● Texto fornecido
----
Primeiramente
gostaria de agradecer os contatos que recebo com frequência vindos através do
blog, por e-mail ou diretamente por mensagens de WhatsApp. O blog tem mantido
uma média superior a quatro mil acessos por mês, mesmo sem eu nunca ter feito
divulgação alguma. Apenas pela sequência de postagens desde 2012 o blog acabou
ficando bem posicionado nas buscas através de palavras-chave, e assim a
“audiência” foi crescendo. Procuro sempre responder a todos, mesmo que algumas
vezes demore vários dias.
Em função de
razões pessoais e profissionais, não consegui atualizar o blog com a frequência
que gostaria em 2019. Mas estou já com alguns novos assuntos “no forno”,
prestes a serem postados.
E a pavimentação urbana do Brasil, como melhorar?
Não é preciso
ser especialista em pavimentação para constatar que a qualidade da pavimentação
das cidades brasileiras é péssima. Seja em grandes capitais ou em cidades
pequenas do interior, é cada vez mais difícil encontrar uma avenida ou rua que esteja
em ótimo estado de conservação. Mesmo em obras executadas há pouco tempo é
comum o aparecimento de defeitos precoces. Trafegar pelas vias brasileiras tem
sido cada vez mais um teste de perícia e paciência para desviar de tantos
buracos e defeitos.
Quais são as
razões? Inúmeras. Primeiramente a cultura de baixa qualificação técnica dos trabalhadores
que executam as obras e a falta de exigências de qualidade pelos órgãos
públicos responsáveis pela fiscalização das obras. A maioria das falhas são as
mesmas, repetidas do Oiapoque ao Chuí. E quais são as falhas mais comuns? Os 10
principais problemas observados na pavimentação urbana brasileira:
1. AUSÊNCIA DE ESTUDOS, PROJETOS
TÉCNICOS E PROCEDIMENTOS EXECUTIVOS DE PAVIMENTAÇÃO
Raramente os
municípios fazem estudo de tráfego, sondagem da base (para verificar o CBR
existente) ou dimensionamento adequado das camadas por algum método (Marshall,
Superpave, etc). O que fazem é simplesmente pavimentar de qualquer maneira
sobre uma base aparentemente compactada. Os problemas ocorrem principalmente em
vias onde há tráfego mais pesado, com circulação de ônibus e caminhões.
A falta de
investigações, de estudos e a ausência de projetos adequados resultam em falhas
precoces e pavimentos destruídos em tempo cada vez mais curto. No entanto os
maiores erros se percebem durante a execução. São raras as equipes de
pavimentação de prefeituras que tenham recebido treinamentos técnicos, ou que
sigam algum manual com procedimentos que os orientem durante a execução das
obras.
----
● Itens

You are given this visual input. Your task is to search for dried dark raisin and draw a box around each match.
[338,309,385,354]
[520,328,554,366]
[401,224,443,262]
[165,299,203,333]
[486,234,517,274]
----
● Tarefa A
Indique se cada afirmação abaixo está de acordo com o texto sobre pavimentação urbana, respondendo sim ou não e citando literalmente as palavras do texto que decidem. (i) O blog recebe, em média, mais de quatro mil acessos por mês. (ii) O blog foi amplamente divulgado. (iii) Os municípios costumam fazer estudo de tráfego antes de pavimentar.
● Tarefa B
Transcreva sem nenhuma alteração o trecho do texto sobre pavimentação urbana que começa em "Não é preciso" e vai até "buracos e defeitos.".

● Solução A
(i) Sim: "O blog tem mantido uma média superior a quatro mil acessos por mês".
(ii) Não: "mesmo sem eu nunca ter feito divulgação alguma".
(iii) Não: "Raramente os municípios fazem estudo de tráfego".

● Solução B
Não é preciso
ser especialista em pavimentação para constatar que a qualidade da pavimentação
das cidades brasileiras é péssima. Seja em grandes capitais ou em cidades
pequenas do interior, é cada vez mais difícil encontrar uma avenida ou rua que esteja
em ótimo estado de conservação. Mesmo em obras executadas há pouco tempo é
comum o aparecimento de defeitos precoces. Trafegar pelas vias brasileiras tem
sido cada vez mais um teste de perícia e paciência para desviar de tantos
buracos e defeitos.